-- Start of SUPPLIED INFORMATION --

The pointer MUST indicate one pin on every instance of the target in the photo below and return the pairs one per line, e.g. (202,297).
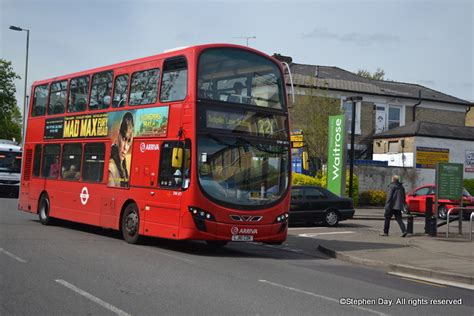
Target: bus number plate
(242,238)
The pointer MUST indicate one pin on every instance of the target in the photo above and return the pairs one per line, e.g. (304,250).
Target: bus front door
(160,200)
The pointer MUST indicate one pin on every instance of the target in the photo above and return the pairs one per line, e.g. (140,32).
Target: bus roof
(166,54)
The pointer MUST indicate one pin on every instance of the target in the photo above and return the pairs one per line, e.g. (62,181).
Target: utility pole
(354,100)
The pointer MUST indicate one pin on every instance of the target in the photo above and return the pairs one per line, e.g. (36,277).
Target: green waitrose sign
(336,154)
(449,181)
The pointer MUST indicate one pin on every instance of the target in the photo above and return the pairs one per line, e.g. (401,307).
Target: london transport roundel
(84,195)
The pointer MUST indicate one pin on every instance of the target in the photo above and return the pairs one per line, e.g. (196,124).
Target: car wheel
(130,224)
(442,212)
(331,218)
(43,211)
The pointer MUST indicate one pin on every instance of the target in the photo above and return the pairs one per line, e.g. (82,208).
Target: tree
(10,117)
(379,74)
(310,113)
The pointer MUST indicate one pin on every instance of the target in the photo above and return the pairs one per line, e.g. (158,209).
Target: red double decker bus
(189,144)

-- End of SUPPLIED INFORMATION --

= EXERCISE BRIEF =
Pull out every line above word for word, and leave the pictures out of your copy.

= RESPONSE TO THIS TASK =
The pointer MUST indicate one pin on every instance of the target in the photo below and return the pairs one per line, e.g. (202,297).
Target: bus number plate
(242,238)
The pointer MUST indicate one pin on every instance of the target in the photo above and return the pairs one per line, e.g. (304,250).
Target: bus front door
(160,200)
The pointer MUST indicate one pin on every instance of the target in the photo above and return the pairs one per line, e.g. (140,32).
Target: bus roof
(166,54)
The pointer MUST indicate one pin on every instance of the target in the photo above and return the pairs one per line, e.g. (62,181).
Target: utility pole
(354,100)
The pointer MUST indicate one pin on every instance of the target in the photo above and return the pairs one per line, e.g. (36,277).
Target: green waitrose sign
(336,154)
(449,181)
The pointer MUST indicate one pin on every instance of the target in the photo above and return the pairs one per line, e.g. (401,307).
Target: london transport roundel
(84,195)
The pointer MUST indicate one pin on every instance of the target in the photo above and return the pairs one per line, e.g. (196,124).
Target: car wheel
(130,224)
(442,212)
(331,218)
(43,211)
The pointer MUST indicate one pin on every instance of the target in the photo above and return the pairs one per line, e.g. (82,208).
Target: tree
(10,117)
(379,74)
(310,113)
The pointer MUST indicate one pin on every instance of the target in the photo above and return the pairs one per line, e.g. (158,209).
Target: red double decker bus
(189,144)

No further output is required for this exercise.